[Stored data entries]
========================
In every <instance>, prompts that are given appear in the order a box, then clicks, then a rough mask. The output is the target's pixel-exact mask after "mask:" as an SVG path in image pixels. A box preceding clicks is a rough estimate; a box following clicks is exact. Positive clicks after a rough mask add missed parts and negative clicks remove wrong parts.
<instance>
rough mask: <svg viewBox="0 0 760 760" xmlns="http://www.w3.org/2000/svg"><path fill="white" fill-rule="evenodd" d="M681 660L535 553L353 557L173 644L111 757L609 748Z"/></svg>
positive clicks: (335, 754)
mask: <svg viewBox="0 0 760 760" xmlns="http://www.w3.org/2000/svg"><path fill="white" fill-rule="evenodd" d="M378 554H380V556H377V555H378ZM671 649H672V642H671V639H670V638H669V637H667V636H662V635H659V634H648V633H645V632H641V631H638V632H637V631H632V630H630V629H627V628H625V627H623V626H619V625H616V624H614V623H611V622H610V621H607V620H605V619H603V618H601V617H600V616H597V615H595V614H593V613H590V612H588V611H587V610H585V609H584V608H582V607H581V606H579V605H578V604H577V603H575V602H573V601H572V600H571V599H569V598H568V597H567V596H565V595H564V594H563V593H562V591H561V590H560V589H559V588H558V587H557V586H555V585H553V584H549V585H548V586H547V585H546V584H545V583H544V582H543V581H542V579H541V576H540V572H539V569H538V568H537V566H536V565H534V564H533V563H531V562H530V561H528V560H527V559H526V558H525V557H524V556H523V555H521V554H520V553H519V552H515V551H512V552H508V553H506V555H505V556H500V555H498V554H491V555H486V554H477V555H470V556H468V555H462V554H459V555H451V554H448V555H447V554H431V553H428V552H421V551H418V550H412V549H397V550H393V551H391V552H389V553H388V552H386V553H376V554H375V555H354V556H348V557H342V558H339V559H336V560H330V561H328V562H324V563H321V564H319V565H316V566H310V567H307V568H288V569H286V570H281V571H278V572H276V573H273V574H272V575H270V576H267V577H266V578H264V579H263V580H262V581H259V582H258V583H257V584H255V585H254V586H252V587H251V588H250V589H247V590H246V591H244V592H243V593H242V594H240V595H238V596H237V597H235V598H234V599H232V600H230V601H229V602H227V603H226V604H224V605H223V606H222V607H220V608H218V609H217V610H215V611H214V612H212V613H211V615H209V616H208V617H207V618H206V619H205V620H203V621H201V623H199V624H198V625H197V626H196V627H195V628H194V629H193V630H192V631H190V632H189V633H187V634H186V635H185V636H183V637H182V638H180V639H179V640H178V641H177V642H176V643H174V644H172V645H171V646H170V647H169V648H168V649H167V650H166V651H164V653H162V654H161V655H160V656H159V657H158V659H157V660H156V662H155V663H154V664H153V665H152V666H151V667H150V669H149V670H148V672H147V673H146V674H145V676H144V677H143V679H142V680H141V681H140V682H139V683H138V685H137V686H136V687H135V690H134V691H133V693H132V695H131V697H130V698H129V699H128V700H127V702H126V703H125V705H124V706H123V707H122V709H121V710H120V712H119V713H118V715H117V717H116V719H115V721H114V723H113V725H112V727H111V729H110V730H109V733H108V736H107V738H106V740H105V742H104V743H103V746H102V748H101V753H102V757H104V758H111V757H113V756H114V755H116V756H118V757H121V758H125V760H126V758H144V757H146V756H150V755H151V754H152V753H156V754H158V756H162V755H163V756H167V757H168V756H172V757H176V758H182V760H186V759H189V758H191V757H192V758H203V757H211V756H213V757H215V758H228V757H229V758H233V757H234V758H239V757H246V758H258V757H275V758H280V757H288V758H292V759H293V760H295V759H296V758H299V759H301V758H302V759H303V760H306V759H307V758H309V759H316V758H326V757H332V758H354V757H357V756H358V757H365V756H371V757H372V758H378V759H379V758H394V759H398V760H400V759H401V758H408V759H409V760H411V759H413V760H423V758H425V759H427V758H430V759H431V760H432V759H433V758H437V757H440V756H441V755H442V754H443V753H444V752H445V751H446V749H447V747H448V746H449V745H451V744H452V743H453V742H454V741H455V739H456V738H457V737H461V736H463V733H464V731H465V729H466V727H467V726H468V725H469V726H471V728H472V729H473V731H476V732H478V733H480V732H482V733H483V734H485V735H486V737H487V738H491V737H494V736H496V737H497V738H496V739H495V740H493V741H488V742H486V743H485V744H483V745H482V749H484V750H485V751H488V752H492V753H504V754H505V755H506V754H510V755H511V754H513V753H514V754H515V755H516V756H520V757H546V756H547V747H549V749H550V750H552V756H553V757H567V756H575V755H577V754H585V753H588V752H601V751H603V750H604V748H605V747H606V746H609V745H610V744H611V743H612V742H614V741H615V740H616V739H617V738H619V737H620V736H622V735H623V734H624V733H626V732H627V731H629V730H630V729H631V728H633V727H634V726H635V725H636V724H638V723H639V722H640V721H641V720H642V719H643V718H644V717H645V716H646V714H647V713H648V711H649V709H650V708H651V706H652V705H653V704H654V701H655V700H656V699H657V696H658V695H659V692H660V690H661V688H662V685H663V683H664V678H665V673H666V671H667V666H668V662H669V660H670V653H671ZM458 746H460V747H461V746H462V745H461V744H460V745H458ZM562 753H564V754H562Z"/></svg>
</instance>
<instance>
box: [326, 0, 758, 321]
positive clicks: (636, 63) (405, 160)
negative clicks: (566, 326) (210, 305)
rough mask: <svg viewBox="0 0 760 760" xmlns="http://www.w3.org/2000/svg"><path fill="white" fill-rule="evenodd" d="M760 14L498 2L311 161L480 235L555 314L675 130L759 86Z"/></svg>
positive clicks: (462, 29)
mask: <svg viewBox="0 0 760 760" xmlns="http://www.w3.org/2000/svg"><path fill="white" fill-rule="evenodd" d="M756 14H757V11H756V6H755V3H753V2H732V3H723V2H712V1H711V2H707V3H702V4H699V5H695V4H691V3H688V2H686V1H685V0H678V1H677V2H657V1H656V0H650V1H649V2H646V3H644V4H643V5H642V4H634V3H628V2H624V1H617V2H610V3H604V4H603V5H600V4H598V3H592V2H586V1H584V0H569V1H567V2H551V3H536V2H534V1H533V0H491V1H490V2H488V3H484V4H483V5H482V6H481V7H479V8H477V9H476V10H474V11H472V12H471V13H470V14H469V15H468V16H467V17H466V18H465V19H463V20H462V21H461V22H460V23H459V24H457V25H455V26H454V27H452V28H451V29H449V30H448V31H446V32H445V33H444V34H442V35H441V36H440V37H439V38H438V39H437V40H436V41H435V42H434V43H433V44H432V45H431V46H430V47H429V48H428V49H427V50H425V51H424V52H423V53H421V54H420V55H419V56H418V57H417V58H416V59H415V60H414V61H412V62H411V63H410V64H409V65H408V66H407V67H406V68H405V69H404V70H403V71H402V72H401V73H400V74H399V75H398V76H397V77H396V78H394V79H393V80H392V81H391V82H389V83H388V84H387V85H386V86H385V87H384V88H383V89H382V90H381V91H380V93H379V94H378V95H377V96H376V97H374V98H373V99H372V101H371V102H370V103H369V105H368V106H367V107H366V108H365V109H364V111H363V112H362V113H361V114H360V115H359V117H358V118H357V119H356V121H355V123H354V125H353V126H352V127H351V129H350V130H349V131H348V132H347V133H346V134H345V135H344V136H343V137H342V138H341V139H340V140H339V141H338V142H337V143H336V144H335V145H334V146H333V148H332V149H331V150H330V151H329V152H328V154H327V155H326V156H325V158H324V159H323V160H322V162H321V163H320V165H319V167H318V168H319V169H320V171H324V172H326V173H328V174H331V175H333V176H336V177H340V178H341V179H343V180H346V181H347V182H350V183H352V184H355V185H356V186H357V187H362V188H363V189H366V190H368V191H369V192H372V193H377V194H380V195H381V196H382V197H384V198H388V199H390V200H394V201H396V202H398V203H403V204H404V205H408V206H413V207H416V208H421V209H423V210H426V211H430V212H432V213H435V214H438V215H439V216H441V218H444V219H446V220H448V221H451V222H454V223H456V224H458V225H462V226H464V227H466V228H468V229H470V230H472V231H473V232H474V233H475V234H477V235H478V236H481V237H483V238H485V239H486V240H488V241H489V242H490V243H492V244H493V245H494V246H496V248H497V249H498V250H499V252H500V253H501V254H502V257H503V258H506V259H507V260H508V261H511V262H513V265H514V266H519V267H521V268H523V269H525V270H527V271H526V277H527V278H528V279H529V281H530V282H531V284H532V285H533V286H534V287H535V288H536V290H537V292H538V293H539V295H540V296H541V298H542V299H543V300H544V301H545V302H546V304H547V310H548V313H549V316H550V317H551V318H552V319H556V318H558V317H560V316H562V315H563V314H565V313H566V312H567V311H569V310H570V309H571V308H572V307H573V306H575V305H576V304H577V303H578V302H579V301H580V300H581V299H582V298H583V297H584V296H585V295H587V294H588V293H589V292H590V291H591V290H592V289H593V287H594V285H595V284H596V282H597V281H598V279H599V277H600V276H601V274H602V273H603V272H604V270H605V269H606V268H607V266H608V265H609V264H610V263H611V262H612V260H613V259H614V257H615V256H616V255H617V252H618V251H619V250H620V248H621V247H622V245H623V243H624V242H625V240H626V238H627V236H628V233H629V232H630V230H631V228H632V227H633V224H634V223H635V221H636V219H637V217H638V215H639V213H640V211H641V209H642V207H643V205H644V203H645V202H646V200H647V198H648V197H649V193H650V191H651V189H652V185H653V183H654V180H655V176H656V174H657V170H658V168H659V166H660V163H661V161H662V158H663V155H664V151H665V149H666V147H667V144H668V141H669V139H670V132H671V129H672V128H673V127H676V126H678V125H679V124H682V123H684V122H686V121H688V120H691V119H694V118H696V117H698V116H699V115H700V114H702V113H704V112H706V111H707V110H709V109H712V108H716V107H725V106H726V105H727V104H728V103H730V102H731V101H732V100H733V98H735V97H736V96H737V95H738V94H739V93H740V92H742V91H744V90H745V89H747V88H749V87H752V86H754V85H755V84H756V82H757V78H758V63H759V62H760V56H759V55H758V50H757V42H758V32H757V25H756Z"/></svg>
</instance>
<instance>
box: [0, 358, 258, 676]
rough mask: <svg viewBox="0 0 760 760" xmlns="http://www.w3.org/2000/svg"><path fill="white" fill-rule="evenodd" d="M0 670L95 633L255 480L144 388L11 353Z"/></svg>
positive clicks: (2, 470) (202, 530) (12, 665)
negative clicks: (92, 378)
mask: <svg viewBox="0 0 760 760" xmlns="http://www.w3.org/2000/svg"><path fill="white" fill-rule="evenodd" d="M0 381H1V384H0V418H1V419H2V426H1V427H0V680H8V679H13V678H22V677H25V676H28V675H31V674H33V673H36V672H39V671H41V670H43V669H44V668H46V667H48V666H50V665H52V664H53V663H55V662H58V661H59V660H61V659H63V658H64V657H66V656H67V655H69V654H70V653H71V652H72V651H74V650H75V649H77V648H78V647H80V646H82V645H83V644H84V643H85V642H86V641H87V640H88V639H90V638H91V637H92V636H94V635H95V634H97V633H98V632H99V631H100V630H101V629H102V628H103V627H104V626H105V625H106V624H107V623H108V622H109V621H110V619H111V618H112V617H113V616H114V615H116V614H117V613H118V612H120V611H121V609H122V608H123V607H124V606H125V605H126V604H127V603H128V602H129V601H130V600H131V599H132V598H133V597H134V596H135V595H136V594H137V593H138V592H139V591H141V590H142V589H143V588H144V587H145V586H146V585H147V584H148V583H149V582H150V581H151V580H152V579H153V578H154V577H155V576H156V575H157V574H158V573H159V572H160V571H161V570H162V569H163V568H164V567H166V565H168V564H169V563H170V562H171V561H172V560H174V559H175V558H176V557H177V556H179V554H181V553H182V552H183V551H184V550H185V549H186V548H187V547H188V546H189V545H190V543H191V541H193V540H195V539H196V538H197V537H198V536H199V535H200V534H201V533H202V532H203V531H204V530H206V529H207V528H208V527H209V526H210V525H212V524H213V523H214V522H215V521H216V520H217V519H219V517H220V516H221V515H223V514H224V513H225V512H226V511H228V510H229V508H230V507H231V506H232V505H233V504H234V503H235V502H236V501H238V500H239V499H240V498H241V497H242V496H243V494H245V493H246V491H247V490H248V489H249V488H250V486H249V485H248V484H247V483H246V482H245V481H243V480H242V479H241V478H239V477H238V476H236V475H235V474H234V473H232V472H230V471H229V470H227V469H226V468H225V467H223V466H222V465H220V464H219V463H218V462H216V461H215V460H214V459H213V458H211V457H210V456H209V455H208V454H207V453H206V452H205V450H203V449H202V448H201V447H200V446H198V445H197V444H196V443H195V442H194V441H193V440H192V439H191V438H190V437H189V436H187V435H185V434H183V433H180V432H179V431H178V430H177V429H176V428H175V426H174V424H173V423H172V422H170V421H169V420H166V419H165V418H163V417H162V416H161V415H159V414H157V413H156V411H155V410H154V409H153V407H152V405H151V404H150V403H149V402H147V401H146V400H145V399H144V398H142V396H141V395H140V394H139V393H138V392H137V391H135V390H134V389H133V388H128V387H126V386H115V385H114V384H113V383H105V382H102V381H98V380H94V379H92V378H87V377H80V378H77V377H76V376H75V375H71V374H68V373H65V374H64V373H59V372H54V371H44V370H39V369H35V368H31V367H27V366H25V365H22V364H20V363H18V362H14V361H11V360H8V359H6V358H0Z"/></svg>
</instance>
========================
Update the part that runs from the start of the records through the line containing "positive clicks: (335, 754)" by changing "pixel-exact" to "precise", keeping everything else the same.

In every <instance>, prompts that are given appear in the order a box, then clicks, then a rough mask. The output is the target's precise mask after "mask:" as an SVG path in image pixels. A box preceding clicks is a rough estimate; a box following clicks is exact. Positive clicks after a rough mask add missed parts and negative clicks remove wrong parts.
<instance>
rough mask: <svg viewBox="0 0 760 760" xmlns="http://www.w3.org/2000/svg"><path fill="white" fill-rule="evenodd" d="M681 660L535 553L353 557L173 644L111 757L609 748Z"/></svg>
positive clicks: (335, 754)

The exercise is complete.